What is needed. In the forum post below about crit depression and the combat table, what percentage of crits is said to be converted into hits?

Article.
---

# Crit depression and combat table

### #21

Posted 29 November 2009 - 06:46 PM

- Was the crit cap not 100-D-M-G+5% under the crit depression hypothesis before the existence of Hellord's tests? Maybe we need numbers. Let's say D = 5%, M = 15%; we know G = 24, so 56% is left for crit and hit. If my crit rate with all buffs and debuffs is 61%, only 56% is used against bosses under the crit depression hypothesis. So I am at maximum of my crit, i.e. the crit cap is now 61%. Adding anything else is a waste for autoattacks.

- Is the crit cap not 100-D-M-G-5% now when we know 5% of crits are converted into hits? Using same numbers, 5% are dodges, 15% are misses, 24% are glances, and 5% are forced hits. Thus we have 100%-5%-15%-24%-5% = 51% left for crit and hit. So now adding any crit beyond 51% is not adding anything to my autoattack crits, so the new crit cap is 51%. Thus it seems to me there is a 10% difference between what we believed before and what we believe now.

---

Provided information.
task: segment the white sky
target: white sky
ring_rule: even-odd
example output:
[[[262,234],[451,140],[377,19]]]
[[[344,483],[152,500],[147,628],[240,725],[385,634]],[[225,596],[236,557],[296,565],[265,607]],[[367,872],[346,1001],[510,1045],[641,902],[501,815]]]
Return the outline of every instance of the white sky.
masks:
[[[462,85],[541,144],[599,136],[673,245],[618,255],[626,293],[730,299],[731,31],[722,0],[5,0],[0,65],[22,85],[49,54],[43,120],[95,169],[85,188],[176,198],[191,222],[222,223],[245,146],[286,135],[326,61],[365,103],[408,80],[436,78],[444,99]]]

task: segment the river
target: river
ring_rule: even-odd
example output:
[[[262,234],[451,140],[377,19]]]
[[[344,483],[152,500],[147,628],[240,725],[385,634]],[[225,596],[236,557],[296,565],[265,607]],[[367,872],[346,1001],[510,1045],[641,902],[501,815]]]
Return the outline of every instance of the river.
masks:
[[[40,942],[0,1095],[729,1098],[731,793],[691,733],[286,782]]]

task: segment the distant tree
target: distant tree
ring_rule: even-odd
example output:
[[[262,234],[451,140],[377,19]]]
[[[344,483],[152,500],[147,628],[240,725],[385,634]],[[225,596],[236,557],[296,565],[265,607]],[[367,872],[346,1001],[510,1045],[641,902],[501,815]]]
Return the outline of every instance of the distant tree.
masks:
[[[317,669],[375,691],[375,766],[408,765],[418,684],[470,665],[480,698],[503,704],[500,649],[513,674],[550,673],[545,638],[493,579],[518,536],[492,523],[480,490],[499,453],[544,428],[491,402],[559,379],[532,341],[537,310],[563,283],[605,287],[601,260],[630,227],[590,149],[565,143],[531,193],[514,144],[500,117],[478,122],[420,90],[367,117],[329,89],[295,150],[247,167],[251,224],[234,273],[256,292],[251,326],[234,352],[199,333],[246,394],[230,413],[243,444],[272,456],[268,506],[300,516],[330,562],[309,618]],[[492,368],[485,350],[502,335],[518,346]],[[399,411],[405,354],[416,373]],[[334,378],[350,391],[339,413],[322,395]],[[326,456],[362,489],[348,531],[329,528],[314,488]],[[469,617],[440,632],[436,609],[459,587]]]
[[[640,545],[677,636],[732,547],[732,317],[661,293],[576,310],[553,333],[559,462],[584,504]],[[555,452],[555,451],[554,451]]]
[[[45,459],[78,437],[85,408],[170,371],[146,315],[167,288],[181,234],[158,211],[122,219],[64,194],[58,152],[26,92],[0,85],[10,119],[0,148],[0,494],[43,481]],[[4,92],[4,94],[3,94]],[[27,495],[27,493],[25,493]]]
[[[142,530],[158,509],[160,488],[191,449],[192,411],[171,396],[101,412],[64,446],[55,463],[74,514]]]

---

Output of the task. 5%